## Exercise goal
Locate each line of the items below that contains the word "white", and copy every such line in full.

## Dataset records
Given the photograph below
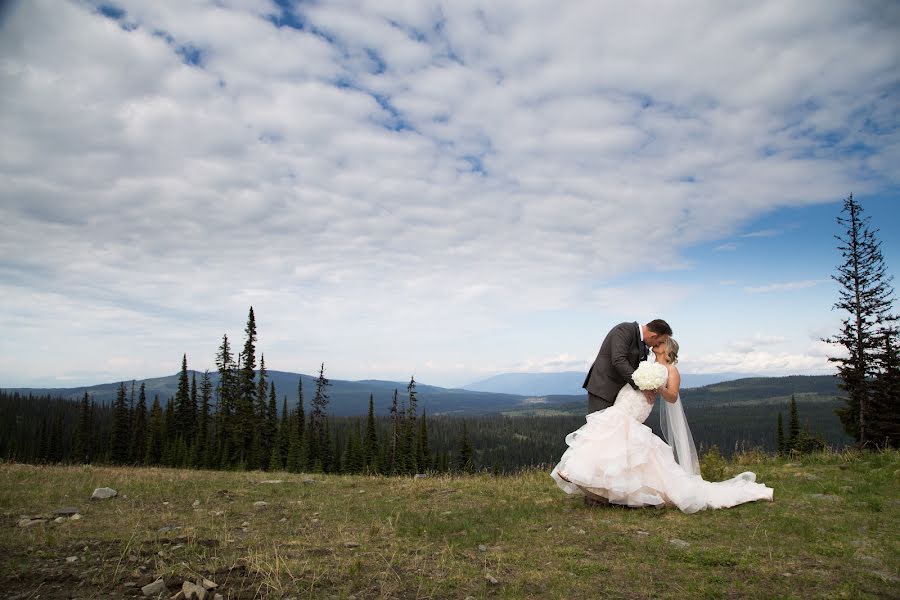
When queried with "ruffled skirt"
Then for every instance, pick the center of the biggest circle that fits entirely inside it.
(615, 457)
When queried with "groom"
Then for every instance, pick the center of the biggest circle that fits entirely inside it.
(624, 347)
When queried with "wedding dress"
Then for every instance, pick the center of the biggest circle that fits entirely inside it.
(615, 456)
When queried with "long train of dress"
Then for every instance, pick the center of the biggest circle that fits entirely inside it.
(615, 456)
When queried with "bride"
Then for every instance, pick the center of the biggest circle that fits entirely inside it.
(615, 457)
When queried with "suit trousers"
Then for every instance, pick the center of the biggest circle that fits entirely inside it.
(596, 403)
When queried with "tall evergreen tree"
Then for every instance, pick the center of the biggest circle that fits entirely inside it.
(866, 296)
(120, 435)
(203, 454)
(370, 442)
(139, 428)
(83, 448)
(246, 418)
(779, 436)
(885, 426)
(793, 426)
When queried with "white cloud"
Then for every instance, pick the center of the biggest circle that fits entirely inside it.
(785, 286)
(403, 178)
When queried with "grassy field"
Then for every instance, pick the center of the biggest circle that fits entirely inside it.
(832, 532)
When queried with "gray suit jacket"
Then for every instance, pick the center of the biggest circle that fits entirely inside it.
(619, 356)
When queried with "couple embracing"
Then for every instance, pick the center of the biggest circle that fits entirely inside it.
(614, 458)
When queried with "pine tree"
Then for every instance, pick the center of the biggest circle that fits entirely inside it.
(370, 442)
(779, 434)
(246, 401)
(464, 461)
(423, 454)
(155, 441)
(182, 403)
(793, 427)
(885, 427)
(202, 457)
(83, 451)
(139, 429)
(120, 435)
(866, 296)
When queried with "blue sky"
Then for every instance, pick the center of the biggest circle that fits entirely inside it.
(445, 189)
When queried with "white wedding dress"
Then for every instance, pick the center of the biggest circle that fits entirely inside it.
(615, 456)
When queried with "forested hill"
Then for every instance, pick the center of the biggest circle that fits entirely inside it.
(349, 398)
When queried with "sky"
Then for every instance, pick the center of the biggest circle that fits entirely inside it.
(449, 190)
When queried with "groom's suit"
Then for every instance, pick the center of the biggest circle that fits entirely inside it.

## Expected answer
When queried with "white cloud"
When queried with "white wedding dress"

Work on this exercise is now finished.